A sister property to the renowned Yas Links, Yas Acres was developed by Aldar Properties as yet another entertainment attraction on this man-made island in the Persian Gulf. The clubhouse will also open this fall, according Fry/Straka partner Dana Fry. The second nine is planned, but construction has not yet begun.
“I have not set foot on the Yas Acres site since March of 2020 due to Covid, but this is why we, as a firm, insist on creating the most detailed construction and grading documents in the business,” Fry says. “We prefer to be on site, of course. However, a skilled contractor can look at our plans and effectively build a golf course to specifications. Additionally, we had talented shapers on-site who would use live video to walk us though construction progress. That’s the whole point of construction documents and having a strong on-site team in place - something that can get lost if too much emphasis is placed on freelancing. I’m hoping to travel to Abu Dhabi in time for the opening this fall.”
Yas Island had been a naturally formed peninsula, until the UAE government separated the sandy expanse from the mainland - by constructing a man-made, salt-water channel. It was planned as an “entertainment” island, and so it has become. Today it is home to a dozen hotels and beach resorts, Ferrari World, a Warner Brothers Studio theme park, Yas Waterworld, Sea World (opening 2022) and Yas Links, opened in 2010 and ranked by Golf Digest #48 among its Top 100 Courses in the World.
“Yas Links is clearly the best golf course in the Middle East. We’re confident that Yas Acres, when completed, will represent a truly worthy companion track,” Fry says. “The entire island is pure sand, and that is catnip to any architect. First thing we did at Yas Acres was build a man-made ridge that runs right through the property that reaches heights of 30 feet. But before that the entire site, which is 156 acres, was filled by about five feet to make sure all the turf and vegetation would not be affected by groundwater levels, which fluctuate because of the proximity to the sea.
“All the holes interact directly with this ridge, via tee boxes, fairways or green sites. That sort of elevation also allows for lots of running water and streams. Naturally, our design called for a substantial desert vegetation of the entire course, but especially the ridge. Without that, it’s difficult to make a landform that big look natural.”
Fry and partner Jason Straka are some of the boldest and most innovative practitioners of what they call “The Big Dirt” - namely, the creation of man-made landforms that give strategic drama and aesthetics to otherwise flat properties. Examples include Calusa Pines, the 1999 Naples, Florida design ranked #98 on GOLF Magazine’s U.S. Top 100, and The Union League National Golf Club, a 27-hole project now nearing completion in the Pine Barrens of southern New Jersey.

§ **DATA EXTRACT**:
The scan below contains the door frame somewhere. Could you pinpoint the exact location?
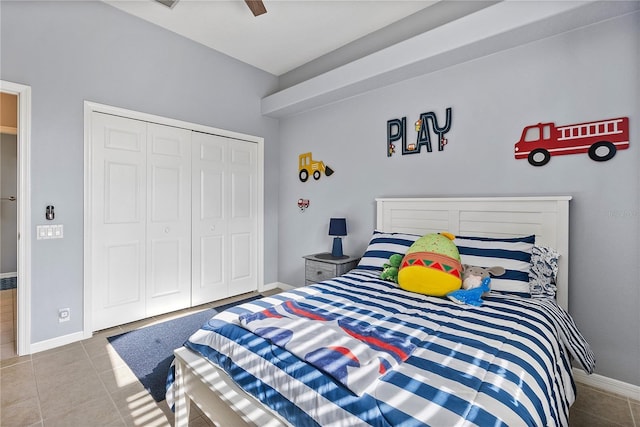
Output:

§ **ASSIGNMENT 1**: Rewrite the paragraph of the Yas Acres article that begins "Yas Island had been a naturally formed peninsula" as a short bulleted list, keeping its main facts.
§ **ASSIGNMENT 2**: Decide whether each statement agrees with the Yas Acres article. Answer yes or no, and quote the words that settle it. (a) Yas Links opened in 2010. (b) Construction of the second nine at Yas Acres is already underway. (c) The Yas Acres site covers 156 acres.
§ **ASSIGNMENT 3**: Carry on with the Yas Acres article, picking up after its final paragraph.

§ **EXPECTED ANSWER 1**:
- Yas Island was a natural peninsula until the UAE government cut it off from the mainland with a man-made salt-water channel.
- It was planned as an entertainment island, and that is what it has become.
- It now holds a dozen hotels and beach resorts, Ferrari World, a Warner Brothers Studio theme park, Yas Waterworld, Sea World (opening 2022) and Yas Links.
- Yas Links opened in 2010, and Golf Digest ranks it #48 among its Top 100 Courses in the World.

§ **EXPECTED ANSWER 2**:
(a) Yes: "Yas Links, opened in 2010"
(b) No: "The second nine is planned, but construction has not yet begun."
(c) Yes: "the entire site, which is 156 acres"

§ **EXPECTED ANSWER 3**:
“I used to work for Tom Fazio, during the 1980s, and I’ve always believe that his longtime associate, Andy Banfield, was the best Big Dirt-moving guy - but now I believe we can do it just as well,” Fry says. “Using Big Dirt to make great golf holes is only half the battle. The other half is tying the Big Dirt into the surrounding landscape to make it look like it’s always been there. That’s a grading exercise and a vegetative exercise. And when it comes to re-vegetation, I’ll take Jason Straka over anyone.
“Yas Links is an excellent golf course but it does not feature the elevation we have at Yas Acres. The other factor that makes Yas Acres so special is the size of our property. We had 156 acres to work with there - for just the first 9 holes alone! Merion Golf Club has 18 holes on 108 acres, just to put that in perspective. So we have incredibly wide corridors of pure sand. We’ve been able to create some really compelling contours and hole environments because of the unique space we have.”
Yas Links is the first Middle Eastern commission from Fry/Straka Global Golf Course Design, which also has projects underway in Vietnam, Brazil, Mexico, Canada and several states across the U.S. Before the Chinese government effectively banned all new course construction, in 2014, Fry/Straka designed and built seven highly regarded projects there, including Qizhong Garden GC in Shanghai, host of an LPGA Tour stop from 2016-19.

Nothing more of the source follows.